EXERCISE DETAILS: Write out exactly the lines below starting at the one containing "The bridge support" and ending at the one containing "find blue tank top". Omit every picture.

[Image-backed grounding data]
━━━━━━━━━━
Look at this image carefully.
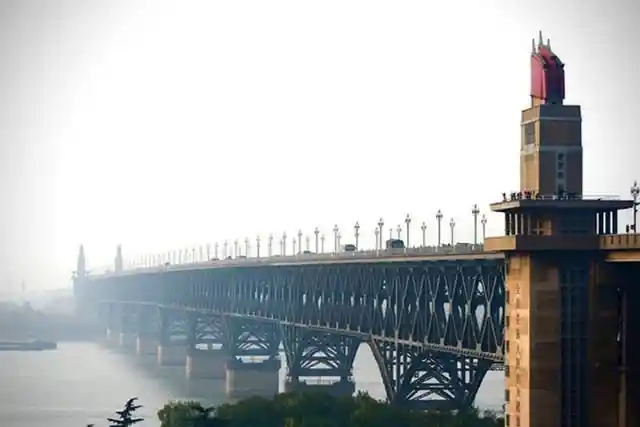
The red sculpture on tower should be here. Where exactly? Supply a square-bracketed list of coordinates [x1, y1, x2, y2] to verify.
[530, 31, 565, 105]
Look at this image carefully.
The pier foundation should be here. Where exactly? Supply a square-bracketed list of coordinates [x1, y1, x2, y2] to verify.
[226, 358, 281, 399]
[284, 378, 355, 397]
[157, 344, 187, 366]
[185, 348, 228, 379]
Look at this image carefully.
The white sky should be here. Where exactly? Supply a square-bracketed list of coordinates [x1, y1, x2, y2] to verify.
[1, 0, 638, 293]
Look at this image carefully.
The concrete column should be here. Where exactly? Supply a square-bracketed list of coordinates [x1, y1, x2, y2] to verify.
[226, 358, 281, 399]
[283, 378, 355, 397]
[136, 336, 158, 356]
[157, 344, 187, 366]
[186, 348, 228, 379]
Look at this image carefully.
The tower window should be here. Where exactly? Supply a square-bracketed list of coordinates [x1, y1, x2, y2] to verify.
[524, 123, 536, 145]
[557, 171, 564, 179]
[557, 152, 565, 161]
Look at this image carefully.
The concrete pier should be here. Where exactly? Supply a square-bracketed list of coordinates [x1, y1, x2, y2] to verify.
[118, 332, 137, 349]
[157, 344, 187, 366]
[226, 358, 281, 399]
[104, 328, 119, 347]
[284, 378, 355, 396]
[136, 336, 158, 356]
[185, 349, 228, 379]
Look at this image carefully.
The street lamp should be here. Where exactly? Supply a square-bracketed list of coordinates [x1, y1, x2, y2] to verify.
[374, 228, 380, 251]
[450, 218, 456, 247]
[472, 204, 480, 246]
[234, 239, 239, 258]
[305, 235, 310, 252]
[405, 214, 411, 248]
[631, 181, 640, 232]
[282, 232, 287, 256]
[354, 221, 360, 250]
[244, 237, 250, 257]
[214, 242, 219, 259]
[396, 224, 402, 240]
[206, 244, 211, 260]
[436, 210, 443, 248]
[292, 237, 297, 255]
[314, 227, 320, 253]
[481, 214, 487, 242]
[377, 218, 384, 251]
[256, 235, 261, 258]
[297, 230, 303, 255]
[268, 234, 273, 257]
[192, 248, 196, 263]
[337, 232, 342, 252]
[321, 233, 326, 253]
[420, 221, 427, 247]
[333, 224, 339, 253]
[223, 240, 228, 259]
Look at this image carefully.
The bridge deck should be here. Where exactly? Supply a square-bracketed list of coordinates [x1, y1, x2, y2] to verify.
[89, 247, 504, 278]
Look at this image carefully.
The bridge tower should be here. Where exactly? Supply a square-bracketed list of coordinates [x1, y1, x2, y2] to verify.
[486, 32, 633, 427]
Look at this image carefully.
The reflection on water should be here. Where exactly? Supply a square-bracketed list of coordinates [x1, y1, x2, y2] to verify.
[0, 342, 503, 427]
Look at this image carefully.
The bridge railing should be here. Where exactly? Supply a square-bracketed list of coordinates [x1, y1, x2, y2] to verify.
[85, 243, 488, 276]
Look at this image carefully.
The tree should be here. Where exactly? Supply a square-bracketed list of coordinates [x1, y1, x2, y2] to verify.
[107, 397, 144, 427]
[158, 400, 228, 427]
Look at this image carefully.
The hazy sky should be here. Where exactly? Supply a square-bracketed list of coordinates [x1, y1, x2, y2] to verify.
[1, 0, 638, 292]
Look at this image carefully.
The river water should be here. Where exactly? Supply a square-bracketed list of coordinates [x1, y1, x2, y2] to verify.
[0, 342, 503, 427]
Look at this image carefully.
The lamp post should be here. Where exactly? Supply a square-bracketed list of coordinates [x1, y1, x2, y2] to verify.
[305, 235, 310, 252]
[354, 221, 360, 250]
[436, 210, 443, 248]
[420, 221, 427, 247]
[223, 240, 228, 259]
[244, 237, 250, 257]
[631, 181, 639, 232]
[405, 214, 411, 248]
[377, 218, 384, 251]
[337, 232, 342, 252]
[472, 204, 480, 246]
[321, 233, 325, 253]
[396, 224, 402, 240]
[292, 238, 297, 256]
[282, 232, 287, 256]
[297, 230, 303, 255]
[268, 234, 273, 257]
[234, 239, 239, 258]
[450, 218, 456, 247]
[481, 214, 487, 242]
[374, 228, 380, 251]
[333, 224, 339, 253]
[314, 227, 319, 253]
[206, 244, 211, 260]
[192, 248, 196, 263]
[256, 235, 261, 258]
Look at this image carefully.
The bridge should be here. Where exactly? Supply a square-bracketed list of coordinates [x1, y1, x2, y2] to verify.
[74, 34, 640, 427]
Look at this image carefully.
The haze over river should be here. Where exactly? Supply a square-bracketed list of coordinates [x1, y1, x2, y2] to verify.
[0, 342, 503, 427]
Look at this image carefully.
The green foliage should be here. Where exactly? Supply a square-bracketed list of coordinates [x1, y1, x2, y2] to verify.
[96, 393, 503, 427]
[107, 397, 144, 427]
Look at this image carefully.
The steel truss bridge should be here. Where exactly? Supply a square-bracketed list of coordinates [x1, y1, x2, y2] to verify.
[78, 247, 506, 410]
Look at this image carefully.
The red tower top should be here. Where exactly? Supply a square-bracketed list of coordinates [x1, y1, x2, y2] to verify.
[530, 31, 565, 105]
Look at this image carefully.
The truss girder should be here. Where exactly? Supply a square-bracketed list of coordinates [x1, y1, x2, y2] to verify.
[369, 340, 492, 410]
[225, 318, 281, 359]
[89, 259, 505, 360]
[186, 312, 225, 347]
[282, 326, 360, 380]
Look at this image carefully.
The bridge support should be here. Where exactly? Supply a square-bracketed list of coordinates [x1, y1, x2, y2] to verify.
[135, 306, 159, 356]
[370, 341, 490, 410]
[157, 309, 188, 366]
[618, 268, 640, 427]
[185, 313, 228, 379]
[225, 319, 281, 398]
[282, 327, 358, 397]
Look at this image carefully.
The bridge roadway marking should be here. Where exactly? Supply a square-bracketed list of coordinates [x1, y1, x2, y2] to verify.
[92, 250, 506, 278]
[101, 300, 505, 363]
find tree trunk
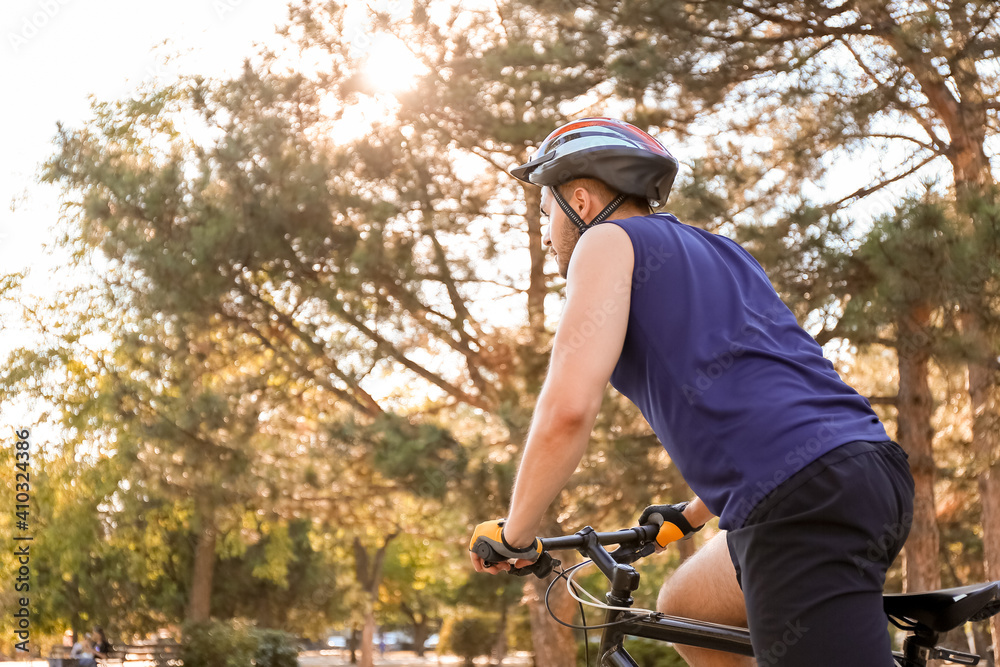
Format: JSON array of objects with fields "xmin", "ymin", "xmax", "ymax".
[
  {"xmin": 953, "ymin": 290, "xmax": 1000, "ymax": 663},
  {"xmin": 349, "ymin": 626, "xmax": 359, "ymax": 665},
  {"xmin": 185, "ymin": 498, "xmax": 217, "ymax": 622},
  {"xmin": 889, "ymin": 20, "xmax": 998, "ymax": 662},
  {"xmin": 360, "ymin": 597, "xmax": 376, "ymax": 667},
  {"xmin": 353, "ymin": 533, "xmax": 399, "ymax": 667},
  {"xmin": 525, "ymin": 572, "xmax": 577, "ymax": 667},
  {"xmin": 67, "ymin": 574, "xmax": 83, "ymax": 644},
  {"xmin": 971, "ymin": 620, "xmax": 995, "ymax": 667},
  {"xmin": 980, "ymin": 468, "xmax": 1000, "ymax": 665},
  {"xmin": 413, "ymin": 624, "xmax": 429, "ymax": 658},
  {"xmin": 969, "ymin": 359, "xmax": 1000, "ymax": 662},
  {"xmin": 491, "ymin": 601, "xmax": 508, "ymax": 665},
  {"xmin": 401, "ymin": 602, "xmax": 430, "ymax": 657},
  {"xmin": 896, "ymin": 309, "xmax": 940, "ymax": 594}
]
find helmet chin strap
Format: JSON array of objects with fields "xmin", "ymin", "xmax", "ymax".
[{"xmin": 553, "ymin": 190, "xmax": 627, "ymax": 234}]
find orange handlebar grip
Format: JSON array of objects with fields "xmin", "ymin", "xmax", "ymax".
[{"xmin": 655, "ymin": 522, "xmax": 685, "ymax": 547}]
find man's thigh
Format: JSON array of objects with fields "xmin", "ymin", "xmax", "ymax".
[{"xmin": 657, "ymin": 531, "xmax": 747, "ymax": 627}]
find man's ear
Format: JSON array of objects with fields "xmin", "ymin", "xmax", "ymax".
[{"xmin": 570, "ymin": 186, "xmax": 595, "ymax": 217}]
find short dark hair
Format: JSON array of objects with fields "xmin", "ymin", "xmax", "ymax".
[{"xmin": 556, "ymin": 178, "xmax": 651, "ymax": 215}]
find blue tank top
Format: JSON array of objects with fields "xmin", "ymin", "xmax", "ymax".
[{"xmin": 606, "ymin": 214, "xmax": 888, "ymax": 529}]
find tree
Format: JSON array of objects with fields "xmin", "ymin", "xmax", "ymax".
[
  {"xmin": 376, "ymin": 534, "xmax": 458, "ymax": 657},
  {"xmin": 79, "ymin": 4, "xmax": 683, "ymax": 664}
]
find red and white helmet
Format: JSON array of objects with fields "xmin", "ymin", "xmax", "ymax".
[{"xmin": 511, "ymin": 118, "xmax": 678, "ymax": 207}]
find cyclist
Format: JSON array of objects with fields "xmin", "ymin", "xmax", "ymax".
[{"xmin": 469, "ymin": 118, "xmax": 915, "ymax": 667}]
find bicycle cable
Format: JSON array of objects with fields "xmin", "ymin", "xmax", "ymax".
[
  {"xmin": 544, "ymin": 560, "xmax": 660, "ymax": 631},
  {"xmin": 577, "ymin": 573, "xmax": 590, "ymax": 667},
  {"xmin": 565, "ymin": 560, "xmax": 660, "ymax": 616}
]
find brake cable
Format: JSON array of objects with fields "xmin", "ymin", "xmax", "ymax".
[
  {"xmin": 543, "ymin": 560, "xmax": 659, "ymax": 632},
  {"xmin": 564, "ymin": 560, "xmax": 660, "ymax": 616}
]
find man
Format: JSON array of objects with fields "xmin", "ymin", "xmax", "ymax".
[{"xmin": 469, "ymin": 118, "xmax": 914, "ymax": 666}]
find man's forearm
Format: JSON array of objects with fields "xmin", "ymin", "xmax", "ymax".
[
  {"xmin": 684, "ymin": 496, "xmax": 715, "ymax": 529},
  {"xmin": 502, "ymin": 402, "xmax": 596, "ymax": 547}
]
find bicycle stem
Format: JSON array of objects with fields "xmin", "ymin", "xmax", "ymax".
[{"xmin": 574, "ymin": 526, "xmax": 645, "ymax": 596}]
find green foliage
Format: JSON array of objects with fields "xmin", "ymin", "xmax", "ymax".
[
  {"xmin": 180, "ymin": 619, "xmax": 298, "ymax": 667},
  {"xmin": 621, "ymin": 639, "xmax": 686, "ymax": 667},
  {"xmin": 577, "ymin": 638, "xmax": 685, "ymax": 667},
  {"xmin": 507, "ymin": 606, "xmax": 534, "ymax": 652},
  {"xmin": 439, "ymin": 613, "xmax": 497, "ymax": 665},
  {"xmin": 8, "ymin": 0, "xmax": 999, "ymax": 662},
  {"xmin": 377, "ymin": 535, "xmax": 448, "ymax": 633},
  {"xmin": 255, "ymin": 629, "xmax": 300, "ymax": 667},
  {"xmin": 212, "ymin": 520, "xmax": 347, "ymax": 636},
  {"xmin": 366, "ymin": 414, "xmax": 469, "ymax": 499},
  {"xmin": 181, "ymin": 619, "xmax": 258, "ymax": 667}
]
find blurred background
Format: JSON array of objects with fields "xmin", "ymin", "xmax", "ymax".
[{"xmin": 1, "ymin": 1, "xmax": 998, "ymax": 666}]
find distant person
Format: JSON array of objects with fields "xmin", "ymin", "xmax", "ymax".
[
  {"xmin": 70, "ymin": 632, "xmax": 97, "ymax": 667},
  {"xmin": 92, "ymin": 626, "xmax": 111, "ymax": 657}
]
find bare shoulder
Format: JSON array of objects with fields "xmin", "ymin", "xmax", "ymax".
[{"xmin": 567, "ymin": 223, "xmax": 634, "ymax": 286}]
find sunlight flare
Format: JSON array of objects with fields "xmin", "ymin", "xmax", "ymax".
[{"xmin": 361, "ymin": 33, "xmax": 427, "ymax": 94}]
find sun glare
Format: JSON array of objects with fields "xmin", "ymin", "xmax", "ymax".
[{"xmin": 361, "ymin": 33, "xmax": 427, "ymax": 94}]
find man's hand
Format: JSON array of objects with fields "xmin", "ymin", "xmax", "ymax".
[
  {"xmin": 639, "ymin": 502, "xmax": 703, "ymax": 548},
  {"xmin": 469, "ymin": 519, "xmax": 541, "ymax": 574}
]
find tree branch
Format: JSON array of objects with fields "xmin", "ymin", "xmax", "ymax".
[
  {"xmin": 328, "ymin": 297, "xmax": 491, "ymax": 411},
  {"xmin": 235, "ymin": 283, "xmax": 385, "ymax": 416},
  {"xmin": 822, "ymin": 152, "xmax": 941, "ymax": 212},
  {"xmin": 841, "ymin": 132, "xmax": 939, "ymax": 153},
  {"xmin": 222, "ymin": 308, "xmax": 381, "ymax": 417}
]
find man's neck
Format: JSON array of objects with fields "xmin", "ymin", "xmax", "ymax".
[{"xmin": 606, "ymin": 205, "xmax": 652, "ymax": 221}]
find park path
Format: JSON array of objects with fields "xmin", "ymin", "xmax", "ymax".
[
  {"xmin": 0, "ymin": 650, "xmax": 532, "ymax": 667},
  {"xmin": 299, "ymin": 651, "xmax": 532, "ymax": 667}
]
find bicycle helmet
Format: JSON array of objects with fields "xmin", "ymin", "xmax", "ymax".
[{"xmin": 511, "ymin": 118, "xmax": 679, "ymax": 233}]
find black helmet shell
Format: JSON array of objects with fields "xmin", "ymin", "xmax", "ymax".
[{"xmin": 511, "ymin": 118, "xmax": 678, "ymax": 206}]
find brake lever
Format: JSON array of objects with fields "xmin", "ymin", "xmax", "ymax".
[
  {"xmin": 611, "ymin": 541, "xmax": 656, "ymax": 565},
  {"xmin": 509, "ymin": 552, "xmax": 561, "ymax": 578}
]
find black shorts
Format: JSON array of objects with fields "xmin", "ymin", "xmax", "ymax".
[{"xmin": 727, "ymin": 440, "xmax": 915, "ymax": 667}]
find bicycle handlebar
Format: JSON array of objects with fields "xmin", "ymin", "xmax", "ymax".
[
  {"xmin": 482, "ymin": 524, "xmax": 661, "ymax": 579},
  {"xmin": 540, "ymin": 525, "xmax": 659, "ymax": 552},
  {"xmin": 500, "ymin": 524, "xmax": 662, "ymax": 581}
]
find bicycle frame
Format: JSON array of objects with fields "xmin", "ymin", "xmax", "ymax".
[
  {"xmin": 543, "ymin": 526, "xmax": 755, "ymax": 666},
  {"xmin": 599, "ymin": 613, "xmax": 754, "ymax": 666}
]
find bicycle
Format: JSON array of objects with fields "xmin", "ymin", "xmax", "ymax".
[{"xmin": 475, "ymin": 523, "xmax": 1000, "ymax": 666}]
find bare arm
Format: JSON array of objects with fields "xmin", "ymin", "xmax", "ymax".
[
  {"xmin": 683, "ymin": 496, "xmax": 715, "ymax": 530},
  {"xmin": 502, "ymin": 224, "xmax": 635, "ymax": 547}
]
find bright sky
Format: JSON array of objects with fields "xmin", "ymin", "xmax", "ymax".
[
  {"xmin": 0, "ymin": 0, "xmax": 297, "ymax": 431},
  {"xmin": 0, "ymin": 0, "xmax": 439, "ymax": 429},
  {"xmin": 0, "ymin": 0, "xmax": 292, "ymax": 280}
]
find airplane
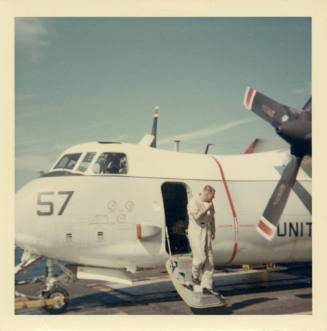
━━━━━━━━━━
EXERCISE RESPONSE:
The bridge support should be here. Where exactly? Supply a square-bracketed list of coordinates [x1, y1, x2, y2] to verify.
[135, 306, 159, 356]
[370, 341, 490, 410]
[157, 309, 188, 366]
[618, 268, 640, 427]
[185, 313, 228, 379]
[225, 319, 281, 398]
[282, 327, 358, 397]
Look at this image carefully.
The bridge roadway marking should be here. Where exactly? Supply a square-bracketed list of coordinates [x1, y1, x2, y2] to verify.
[92, 250, 506, 278]
[101, 300, 505, 363]
find tree trunk
Format: JSON array of objects with fields "xmin", "ymin", "xmax", "ymax".
[
  {"xmin": 953, "ymin": 290, "xmax": 1000, "ymax": 663},
  {"xmin": 349, "ymin": 626, "xmax": 359, "ymax": 665},
  {"xmin": 185, "ymin": 498, "xmax": 217, "ymax": 622},
  {"xmin": 889, "ymin": 20, "xmax": 998, "ymax": 662},
  {"xmin": 360, "ymin": 597, "xmax": 376, "ymax": 667},
  {"xmin": 353, "ymin": 533, "xmax": 399, "ymax": 667},
  {"xmin": 525, "ymin": 572, "xmax": 577, "ymax": 667},
  {"xmin": 67, "ymin": 574, "xmax": 83, "ymax": 644},
  {"xmin": 971, "ymin": 620, "xmax": 995, "ymax": 667},
  {"xmin": 980, "ymin": 468, "xmax": 1000, "ymax": 665},
  {"xmin": 413, "ymin": 624, "xmax": 429, "ymax": 658},
  {"xmin": 969, "ymin": 359, "xmax": 1000, "ymax": 662},
  {"xmin": 491, "ymin": 601, "xmax": 508, "ymax": 665},
  {"xmin": 401, "ymin": 602, "xmax": 430, "ymax": 657},
  {"xmin": 896, "ymin": 309, "xmax": 940, "ymax": 594}
]
find helmet chin strap
Format: JSON array of objects with fields "xmin", "ymin", "xmax", "ymax".
[{"xmin": 553, "ymin": 190, "xmax": 627, "ymax": 234}]
find orange handlebar grip
Format: JSON array of objects with fields "xmin", "ymin", "xmax", "ymax".
[{"xmin": 655, "ymin": 522, "xmax": 685, "ymax": 547}]
find man's thigh
Format: JSON array of objects with fields "xmin", "ymin", "xmax", "ymax".
[{"xmin": 657, "ymin": 531, "xmax": 747, "ymax": 627}]
find man's ear
Format: JSON array of objects with fields "xmin", "ymin", "xmax", "ymax".
[{"xmin": 570, "ymin": 186, "xmax": 595, "ymax": 217}]
find short dark hair
Format: JSON array of objects with fields "xmin", "ymin", "xmax", "ymax".
[{"xmin": 556, "ymin": 178, "xmax": 651, "ymax": 215}]
find blue tank top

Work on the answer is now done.